EXTRACTED ENTRIES:
Begin
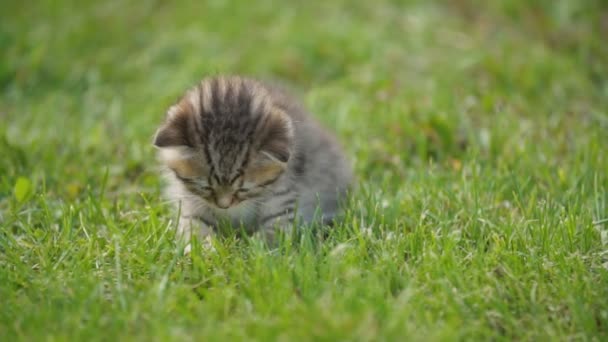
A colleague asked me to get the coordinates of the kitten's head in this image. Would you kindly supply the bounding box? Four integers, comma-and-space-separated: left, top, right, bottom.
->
154, 77, 293, 209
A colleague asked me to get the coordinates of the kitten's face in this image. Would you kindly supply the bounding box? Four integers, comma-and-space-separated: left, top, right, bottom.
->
154, 78, 293, 209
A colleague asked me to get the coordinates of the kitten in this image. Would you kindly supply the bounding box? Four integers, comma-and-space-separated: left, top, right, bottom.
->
154, 77, 352, 241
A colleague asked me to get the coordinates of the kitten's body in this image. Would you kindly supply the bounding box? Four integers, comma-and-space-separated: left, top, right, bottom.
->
155, 77, 352, 242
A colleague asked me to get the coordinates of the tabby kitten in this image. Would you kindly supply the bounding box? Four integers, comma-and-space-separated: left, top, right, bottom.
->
154, 77, 352, 244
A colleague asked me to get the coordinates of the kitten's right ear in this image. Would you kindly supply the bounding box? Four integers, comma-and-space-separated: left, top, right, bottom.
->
154, 106, 193, 148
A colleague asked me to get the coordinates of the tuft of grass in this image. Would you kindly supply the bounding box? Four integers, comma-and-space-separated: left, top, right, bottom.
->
0, 0, 608, 341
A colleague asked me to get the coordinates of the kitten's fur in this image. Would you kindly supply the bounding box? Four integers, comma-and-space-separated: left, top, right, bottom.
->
154, 77, 352, 244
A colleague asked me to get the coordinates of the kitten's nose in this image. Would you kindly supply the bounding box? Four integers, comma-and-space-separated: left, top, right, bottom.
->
215, 195, 232, 209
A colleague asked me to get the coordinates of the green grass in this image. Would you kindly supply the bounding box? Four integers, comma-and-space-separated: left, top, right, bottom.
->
0, 0, 608, 341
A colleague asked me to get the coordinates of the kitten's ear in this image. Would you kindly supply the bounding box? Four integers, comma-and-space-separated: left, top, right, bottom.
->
260, 111, 293, 164
154, 106, 192, 148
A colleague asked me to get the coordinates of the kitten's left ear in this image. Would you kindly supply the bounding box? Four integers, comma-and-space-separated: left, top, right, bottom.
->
260, 111, 293, 164
154, 106, 193, 148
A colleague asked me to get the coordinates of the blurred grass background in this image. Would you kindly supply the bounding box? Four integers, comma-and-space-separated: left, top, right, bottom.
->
0, 0, 608, 340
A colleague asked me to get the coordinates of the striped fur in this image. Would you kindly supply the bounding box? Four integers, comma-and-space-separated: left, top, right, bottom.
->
154, 77, 352, 244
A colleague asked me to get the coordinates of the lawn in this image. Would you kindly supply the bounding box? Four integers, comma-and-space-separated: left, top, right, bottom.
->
0, 0, 608, 341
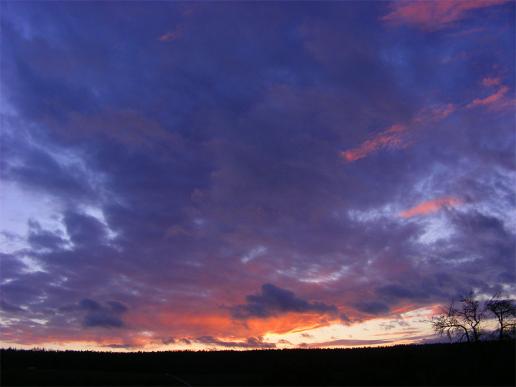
End
PROBLEM DESCRIPTION: Display every line in the items above that contains the string "body". Matches must have the same uppercase and lowercase letters.

WRITTEN REPLY:
A colleague asked me to get the coordinates of the kitten's body in this image. Would you kindly supply the bounding box? Four integers, comma-and-space-separated: left, top, right, bottom.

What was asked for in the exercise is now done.